# [Instructions for the task]
Everything from the line containing "Keep to these rules. Indicate every instance of the blue" to the final line of the records below should be given again exactly, and nothing else.

Collection entries
********************

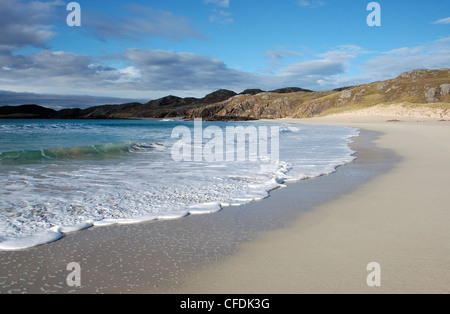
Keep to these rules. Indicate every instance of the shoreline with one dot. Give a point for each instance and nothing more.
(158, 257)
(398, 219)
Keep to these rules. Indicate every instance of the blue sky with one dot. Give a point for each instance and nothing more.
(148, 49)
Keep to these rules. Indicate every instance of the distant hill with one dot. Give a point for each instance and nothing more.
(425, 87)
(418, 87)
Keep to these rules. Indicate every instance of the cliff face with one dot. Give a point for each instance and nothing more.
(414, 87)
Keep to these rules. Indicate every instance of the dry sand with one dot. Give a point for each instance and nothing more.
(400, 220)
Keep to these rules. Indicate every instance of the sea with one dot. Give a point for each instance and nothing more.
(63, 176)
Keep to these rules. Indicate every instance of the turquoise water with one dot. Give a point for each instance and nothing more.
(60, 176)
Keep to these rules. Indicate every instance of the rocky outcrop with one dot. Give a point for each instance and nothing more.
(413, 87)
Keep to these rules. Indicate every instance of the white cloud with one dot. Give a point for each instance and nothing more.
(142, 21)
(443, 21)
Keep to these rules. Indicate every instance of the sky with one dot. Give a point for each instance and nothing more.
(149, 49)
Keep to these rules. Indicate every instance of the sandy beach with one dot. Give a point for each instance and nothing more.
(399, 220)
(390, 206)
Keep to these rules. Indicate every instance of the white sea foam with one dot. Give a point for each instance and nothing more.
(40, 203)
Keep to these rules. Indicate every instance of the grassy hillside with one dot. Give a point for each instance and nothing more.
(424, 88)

********************

# [Answer to the problem]
Keep to these rules. Indicate every instance of the blue sky with one dot. Give a point for each instance and nothing more.
(148, 49)
Keep to these rules. Indicate every instance of the distant hill with one dot. Give a point for each instance and nothing more.
(425, 87)
(418, 87)
Keep to these rules. Indicate every instance of the cliff face with one dot. Give a point for each instance and nothing more.
(414, 87)
Keep to these rules. Indicate every instance of the dry sand with one dot. Give a point for each instance and nothing more.
(400, 220)
Keep to these rules. Indicate every instance of the sea with one dot. Give a point for each instance and nothing more.
(63, 176)
Keep to these rules. Indicate every instance of the turquoise water with one dot. Give a point for each instance and nothing more.
(60, 176)
Keep to these rules. Indicate every instance of the rocky outcrop with one dot. Give a point for each instance and nothing more.
(413, 87)
Keep to these rules. Indicate every instance of the white cloud with one dot. Give a point for each instance and nothing more.
(142, 21)
(443, 21)
Keep to these rules. Indicate every instance of the sky with one dot. Give a point for each instance and nothing more.
(149, 49)
Keep to these rules. Indicate every instance of the sandy beach with one dot. Give a point for each instance and nothing more.
(399, 220)
(390, 206)
Keep to these rules. Indicate every instance of the white sea foam with one dot. Give a point for each instance and nothing more.
(40, 203)
Keep to these rules. Indicate every instance of the grassy hillside with one dot. Give a point for each instance and nothing more.
(424, 88)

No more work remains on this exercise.